▶ [What you are asked to do]: Transcribe each of the following rows verbatim, keeping every character and line break intact.

▶ [Information shown]:
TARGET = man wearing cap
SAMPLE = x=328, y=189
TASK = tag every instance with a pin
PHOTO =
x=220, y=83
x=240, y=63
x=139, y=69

▶ [Task result]:
TARGET = man wearing cap
SAMPLE = x=328, y=189
TASK = tag every instance with a pin
PHOTO =
x=220, y=83
x=240, y=63
x=139, y=69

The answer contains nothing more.